▶ [Do this] Could you revise the records below, changing "recycling container" to "recycling bin" wherever it appears and leaving every other word unchanged?

▶ [Records for the exercise]
________________________

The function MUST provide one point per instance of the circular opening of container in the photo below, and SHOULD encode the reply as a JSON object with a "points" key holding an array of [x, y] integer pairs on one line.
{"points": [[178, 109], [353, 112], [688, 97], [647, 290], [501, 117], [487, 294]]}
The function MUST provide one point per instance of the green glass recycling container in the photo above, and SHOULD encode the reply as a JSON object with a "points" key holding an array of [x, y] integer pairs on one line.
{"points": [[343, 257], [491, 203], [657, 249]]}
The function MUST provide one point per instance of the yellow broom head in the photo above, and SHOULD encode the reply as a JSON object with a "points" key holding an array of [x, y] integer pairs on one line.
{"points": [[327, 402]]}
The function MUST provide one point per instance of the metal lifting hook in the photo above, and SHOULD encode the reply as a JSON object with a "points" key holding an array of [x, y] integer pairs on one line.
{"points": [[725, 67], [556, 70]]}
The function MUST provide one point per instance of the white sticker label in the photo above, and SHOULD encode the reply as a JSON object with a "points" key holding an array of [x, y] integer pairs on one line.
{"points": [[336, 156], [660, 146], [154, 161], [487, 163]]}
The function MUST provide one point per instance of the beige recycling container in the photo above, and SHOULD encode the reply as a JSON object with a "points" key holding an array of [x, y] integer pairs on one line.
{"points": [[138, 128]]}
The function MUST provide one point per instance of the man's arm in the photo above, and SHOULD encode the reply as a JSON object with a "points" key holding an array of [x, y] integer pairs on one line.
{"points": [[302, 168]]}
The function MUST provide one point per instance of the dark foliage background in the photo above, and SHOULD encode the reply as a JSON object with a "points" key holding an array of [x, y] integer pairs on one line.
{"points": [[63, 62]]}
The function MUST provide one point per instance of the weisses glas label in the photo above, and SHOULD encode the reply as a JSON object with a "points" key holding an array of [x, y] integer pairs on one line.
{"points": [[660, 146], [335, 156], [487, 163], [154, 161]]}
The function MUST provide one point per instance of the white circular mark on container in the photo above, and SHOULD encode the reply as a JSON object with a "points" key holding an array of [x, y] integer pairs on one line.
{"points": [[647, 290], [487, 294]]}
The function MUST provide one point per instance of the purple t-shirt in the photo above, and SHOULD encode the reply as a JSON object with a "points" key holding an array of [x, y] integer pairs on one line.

________________________

▶ [Final answer]
The function MUST provide one point per instance of the circular opening of container in the photo below, and SHOULD encode the reply as a JSON object with a "points" key holding an array of [x, y] integer pairs on one line.
{"points": [[178, 109], [353, 112], [688, 97], [647, 290], [501, 117], [487, 294]]}
The function MUST provide one point per instance of the green glass recycling bin in the photo above, and SHOULD encode the reply as a JSON object with a "points" key holding an array of [x, y] integer pairs on one line.
{"points": [[343, 257], [491, 203], [657, 249]]}
The function MUST provide one point per instance of the yellow broom head in the photo above, and SHOULD encode the reply as a JSON object with a "points" key holding an array of [x, y] integer pairs on one line.
{"points": [[327, 402]]}
The function MUST provide one point per instance of the metal lifting hook in the photo above, and SHOULD encode the reply as a JSON object with a "points" key holding an array of [x, y] integer pairs on one line.
{"points": [[725, 67], [556, 70]]}
The function MUST provide one point per instance of the white sticker label in the photo above, and SHOULD encode the reply as a JSON object with a "points" key holding an array of [x, y] integer pairs on one line.
{"points": [[336, 156], [660, 146], [154, 161], [487, 163]]}
The function MUST provide one point per instance of the beige recycling bin in the photo above, and SHOULD encode the reply as a JSON object with a "points" key holding an array of [x, y] integer pairs on one line.
{"points": [[138, 128]]}
The function MUST provide one point per instance of the man's arm in the photo above, and SHOULD encode the reply as a JSON object with a "points" key holding an array of [x, y] integer pairs on one line.
{"points": [[302, 168]]}
The function MUST provide one point per instance of the dark foliage background in the photo above, and SHOULD encode the reply as a JSON object with a "points" key holding an array of [x, y] integer pairs on one line.
{"points": [[63, 62]]}
The function MUST provide one point per instance of the weisses glas label in the photo above, and SHOULD encode the reply as a JSON object with a "points" key holding an array of [x, y] integer pairs on one line.
{"points": [[660, 146], [335, 156], [487, 163], [154, 161]]}
The function MUST provide one point per instance of the white circular mark on container in the photo above, and SHOULD encode the reply as a JSON object with a "points" key holding an array of [x, y] integer pairs on one line.
{"points": [[647, 290], [487, 294]]}
The function MUST provide one point per instance of the purple t-shirt in the photo above, and SHOULD encode the reply as a JSON object with a "points" key holding an array of [x, y] integer pairs on one line.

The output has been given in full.